> READING TEXT:
........
Ethan Winer Sun, 01/26/2003 - 06:58

A,

> the hard drive got noisy and exibited alot of erratic activity during playback ... I suppose a copy of Norton Ghost might go a long way <

There are two issues to consider. Since moving the files reduced the drive activity, the problem was probably due to disk fragmentation. What you need is to defrag the hard drive. Norton Ghost is a great program, but defragmenting is not one of its talents.

The other issue is you probably need to optimize your computer and Windows for audio recording. By default, many background tasks - like the file Indexing service - are running all the time. You need to disable these so the computer can give its full attention to audio tasks. My series in Keyboard magazine addresses all of these in great detail. Part 3 in the current issue of Keyboard explains optimizing Windows for audio. The first two parts explained all about partitions and using Ghost, and they are now on my Articles page:

http://www.ethanwiner.com/articles.html

--Ethan

Opus2000 Sun, 01/26/2003 - 07:32

Ethan is correct...fragmented!!! When you constantly write and read or add a bunch of new files to the drive it scatters them to any free space available on the platters and thus makes the reading of the files a liitle harder since they are scattered about.
........
> DATASET CONTENT:
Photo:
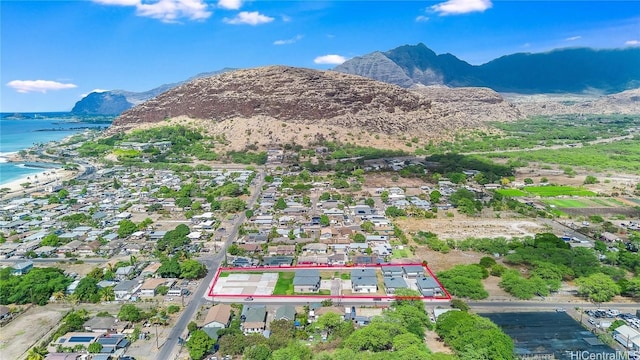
........
> WHAT YOU SHOULD DO:
Copy out the whole forum thread on hard drive fragmentation word for word. You won't need the material for this.

> FINAL ANSWER:
Ethan Winer Sun, 01/26/2003 - 06:58

A,

> the hard drive got noisy and exibited alot of erratic activity during playback ... I suppose a copy of Norton Ghost might go a long way <

There are two issues to consider. Since moving the files reduced the drive activity, the problem was probably due to disk fragmentation. What you need is to defrag the hard drive. Norton Ghost is a great program, but defragmenting is not one of its talents.

The other issue is you probably need to optimize your computer and Windows for audio recording. By default, many background tasks - like the file Indexing service - are running all the time. You need to disable these so the computer can give its full attention to audio tasks. My series in Keyboard magazine addresses all of these in great detail. Part 3 in the current issue of Keyboard explains optimizing Windows for audio. The first two parts explained all about partitions and using Ghost, and they are now on my Articles page:

http://www.ethanwiner.com/articles.html

--Ethan

Opus2000 Sun, 01/26/2003 - 07:32

Ethan is correct...fragmented!!! When you constantly write and read or add a bunch of new files to the drive it scatters them to any free space available on the platters and thus makes the reading of the files a liitle harder since they are scattered about.